++++ Supplied records
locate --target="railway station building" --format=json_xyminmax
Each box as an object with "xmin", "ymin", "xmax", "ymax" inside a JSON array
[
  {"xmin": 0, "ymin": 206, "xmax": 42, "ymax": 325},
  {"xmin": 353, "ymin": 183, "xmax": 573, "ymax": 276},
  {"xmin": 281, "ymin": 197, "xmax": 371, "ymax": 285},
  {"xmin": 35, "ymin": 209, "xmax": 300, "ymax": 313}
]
++++++++
(What you need to do): Output all entries again exactly; no line may be altered.

(Result of the exercise):
locate --target="railway station building" --format=json_xyminmax
Each box as an object with "xmin", "ymin", "xmax", "ymax" inside a JSON array
[
  {"xmin": 0, "ymin": 206, "xmax": 42, "ymax": 325},
  {"xmin": 353, "ymin": 183, "xmax": 573, "ymax": 276},
  {"xmin": 281, "ymin": 197, "xmax": 371, "ymax": 285},
  {"xmin": 35, "ymin": 209, "xmax": 300, "ymax": 313}
]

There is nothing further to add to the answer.